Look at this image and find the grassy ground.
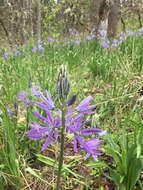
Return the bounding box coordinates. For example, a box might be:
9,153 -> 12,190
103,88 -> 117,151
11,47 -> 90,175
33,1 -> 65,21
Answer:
0,36 -> 143,190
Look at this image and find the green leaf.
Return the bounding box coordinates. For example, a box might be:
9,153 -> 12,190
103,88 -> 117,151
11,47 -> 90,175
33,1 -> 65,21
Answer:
25,167 -> 54,188
106,133 -> 120,152
36,154 -> 83,179
87,161 -> 109,168
110,168 -> 120,188
127,158 -> 143,190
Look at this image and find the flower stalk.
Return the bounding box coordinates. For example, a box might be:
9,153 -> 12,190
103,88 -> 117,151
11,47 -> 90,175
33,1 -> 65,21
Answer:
56,101 -> 65,190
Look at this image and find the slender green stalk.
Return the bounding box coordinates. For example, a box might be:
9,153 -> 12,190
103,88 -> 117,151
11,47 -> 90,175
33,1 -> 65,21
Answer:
56,103 -> 65,190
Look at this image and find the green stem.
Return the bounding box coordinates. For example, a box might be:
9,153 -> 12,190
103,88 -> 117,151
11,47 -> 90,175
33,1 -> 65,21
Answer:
56,103 -> 65,190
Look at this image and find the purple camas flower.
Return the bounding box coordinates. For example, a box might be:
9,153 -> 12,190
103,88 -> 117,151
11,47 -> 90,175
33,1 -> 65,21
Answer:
24,66 -> 105,160
26,109 -> 61,151
102,41 -> 109,48
7,109 -> 13,116
14,48 -> 20,56
35,90 -> 55,110
75,96 -> 96,114
26,91 -> 104,160
48,38 -> 55,42
57,65 -> 70,100
38,44 -> 44,52
32,47 -> 37,53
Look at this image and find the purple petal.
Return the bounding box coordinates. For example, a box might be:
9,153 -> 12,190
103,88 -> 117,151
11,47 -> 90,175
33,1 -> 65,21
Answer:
73,136 -> 78,152
54,130 -> 59,142
32,111 -> 50,125
41,130 -> 53,151
35,102 -> 47,110
46,109 -> 54,126
46,90 -> 55,109
67,95 -> 76,106
81,128 -> 102,136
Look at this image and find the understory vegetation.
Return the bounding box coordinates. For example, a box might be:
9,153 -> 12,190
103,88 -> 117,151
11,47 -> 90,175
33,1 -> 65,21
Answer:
0,30 -> 143,190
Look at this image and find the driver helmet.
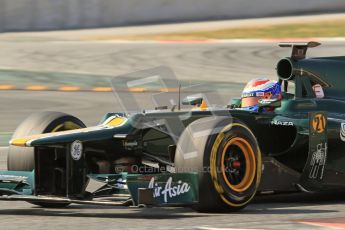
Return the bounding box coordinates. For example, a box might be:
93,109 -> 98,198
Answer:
241,78 -> 282,112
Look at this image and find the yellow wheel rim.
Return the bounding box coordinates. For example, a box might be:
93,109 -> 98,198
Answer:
221,137 -> 256,192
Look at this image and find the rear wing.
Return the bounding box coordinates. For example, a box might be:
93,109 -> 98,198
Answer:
279,41 -> 321,60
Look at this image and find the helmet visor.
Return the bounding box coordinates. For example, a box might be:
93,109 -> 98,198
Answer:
241,97 -> 260,108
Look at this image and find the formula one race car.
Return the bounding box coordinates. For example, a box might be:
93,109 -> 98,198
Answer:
0,42 -> 345,211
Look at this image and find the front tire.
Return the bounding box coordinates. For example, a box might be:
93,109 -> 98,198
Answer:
7,111 -> 86,171
175,117 -> 262,212
7,111 -> 86,208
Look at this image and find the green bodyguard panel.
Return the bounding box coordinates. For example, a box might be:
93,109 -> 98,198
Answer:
301,112 -> 328,191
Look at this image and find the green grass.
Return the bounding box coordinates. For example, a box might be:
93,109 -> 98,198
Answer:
92,20 -> 345,40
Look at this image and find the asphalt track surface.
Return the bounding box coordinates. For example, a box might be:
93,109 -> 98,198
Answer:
0,41 -> 345,230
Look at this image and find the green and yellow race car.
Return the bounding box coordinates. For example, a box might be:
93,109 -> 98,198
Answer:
0,42 -> 345,211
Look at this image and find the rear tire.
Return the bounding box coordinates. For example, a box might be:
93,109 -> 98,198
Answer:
7,111 -> 86,208
175,117 -> 262,212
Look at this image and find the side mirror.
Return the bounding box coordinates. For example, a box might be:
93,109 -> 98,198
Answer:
227,98 -> 242,109
259,99 -> 282,111
182,96 -> 203,106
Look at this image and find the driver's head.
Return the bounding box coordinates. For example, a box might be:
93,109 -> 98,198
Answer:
241,78 -> 281,112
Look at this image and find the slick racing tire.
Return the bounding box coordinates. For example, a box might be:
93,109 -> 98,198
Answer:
7,111 -> 86,208
7,111 -> 86,171
175,117 -> 262,212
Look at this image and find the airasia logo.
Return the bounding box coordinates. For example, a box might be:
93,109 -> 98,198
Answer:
148,177 -> 190,203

EXERCISE DESCRIPTION:
Copy out every one of the records above word for word, leaving out the pictures.

RESPONSE TO THIS TASK:
Look at this image and find the grassy ground.
Return the bounding box coordinates. For example, a box might be:
9,153 -> 12,190
103,88 -> 117,151
11,47 -> 90,175
33,1 -> 65,21
Answer:
0,36 -> 143,190
Look at this image and find the green leaf.
Return the bounding box coordinates. For example, a box might be:
9,153 -> 12,190
103,88 -> 117,151
11,47 -> 90,175
33,1 -> 65,21
Answer:
25,167 -> 54,188
106,133 -> 120,152
36,154 -> 83,179
87,161 -> 109,168
110,168 -> 120,188
127,158 -> 143,190
Look at this image and find the flower stalk.
Return the bounding box coordinates. For example, a box might be:
9,153 -> 12,190
103,88 -> 117,151
11,47 -> 90,175
33,1 -> 65,21
Answer:
56,101 -> 65,190
Look at this image and find the slender green stalk.
Return the bounding box coordinates. For example, a box might be:
9,153 -> 12,190
103,88 -> 117,151
11,47 -> 90,175
33,1 -> 65,21
Answer:
56,103 -> 65,190
Look at this image and find the green stem.
Return the bounding box coordinates. For example, a box might be:
9,153 -> 12,190
103,88 -> 117,151
11,47 -> 90,175
33,1 -> 65,21
Answer:
56,103 -> 65,190
Look at this image and find the purple camas flower.
Return the bounding box coordinates. For example, a box might be:
9,153 -> 12,190
103,88 -> 117,151
11,47 -> 90,175
33,1 -> 65,21
Answer:
24,66 -> 105,160
26,109 -> 61,151
102,41 -> 109,48
7,109 -> 13,116
14,48 -> 20,56
35,90 -> 55,110
75,96 -> 96,114
26,91 -> 104,160
48,38 -> 55,42
57,65 -> 70,100
38,44 -> 44,52
32,47 -> 37,53
Look at this image and find the purple petal.
Return the bounding box coordinates. For example, a box might be:
9,153 -> 12,190
103,88 -> 117,151
11,47 -> 90,175
33,1 -> 65,21
Answer:
73,136 -> 78,152
54,130 -> 59,142
32,111 -> 50,125
41,130 -> 53,151
35,102 -> 47,110
46,109 -> 54,126
46,90 -> 55,109
67,95 -> 76,106
81,128 -> 102,136
Look at this image and find the understory vegetation.
Return the bounding box coordinates. For example, a box might be:
9,153 -> 12,190
103,88 -> 117,151
11,47 -> 90,175
33,1 -> 65,21
Answer:
0,30 -> 143,190
Look at this image and find the driver helmet.
Return the bounding box coordinates. For example, a box might be:
93,109 -> 98,198
Answer:
241,78 -> 282,112
Look at this image and find the yellow wheel rim.
Return the bounding box coordinates. For example, a box might be:
93,109 -> 98,198
Answer:
221,137 -> 256,192
Look at this image and find the rear wing.
Return the bounding box coordinates. For example, a box might be:
93,109 -> 98,198
Answer:
279,41 -> 321,60
Look at this image and find the helmet visor.
Return the bounding box coordinates. For example, a box might be:
93,109 -> 98,198
Answer:
241,97 -> 260,108
Look at this image and find the formula one race car.
Return the bounding box coordinates. For example, a box might be:
93,109 -> 98,198
Answer:
0,42 -> 345,211
Look at this image and find the front tire.
Return the bounding box coordinates. For example, a box might be:
93,109 -> 98,198
Answer:
7,111 -> 86,171
175,117 -> 262,212
7,111 -> 86,208
Look at this image and find the green bodyguard panel.
Return the bounding box coordinates. For example, a box might be:
93,109 -> 98,198
Answer:
301,112 -> 328,191
Look at this image and find the green grass.
Return the bounding box coordinates. For example, a box might be:
93,109 -> 98,198
Answer:
92,20 -> 345,40
Look at this image and find the asphalt track surface.
Return the bounding box coordinates. For example, a box might be:
93,109 -> 98,198
Answer:
0,41 -> 345,230
Look at this image and find the green and yellow race car.
Return the bounding box coordinates. For example, a box might be:
93,109 -> 98,198
Answer:
0,42 -> 345,211
Look at this image and find the rear tire.
Return the bounding box coordinates. For example, a box might be:
93,109 -> 98,198
Answer:
7,111 -> 86,208
175,117 -> 262,212
Look at this image and find the side mirror.
Return the bounding box coordinates. For example, a box might be:
93,109 -> 98,198
Answer:
227,98 -> 242,109
259,99 -> 282,111
182,96 -> 203,106
Look at this image and find the driver's head.
Return the bounding box coordinates. For example, a box might be:
93,109 -> 98,198
Answer:
241,78 -> 281,112
Look at this image and find the slick racing tire.
Return the bounding box coordinates. For example, a box might be:
93,109 -> 98,198
Answer:
7,111 -> 86,208
7,111 -> 86,171
175,117 -> 262,212
Look at this image and find the airasia logo.
Return the bounding box coordinates. For example, a box might be:
93,109 -> 98,198
Answer:
148,177 -> 190,203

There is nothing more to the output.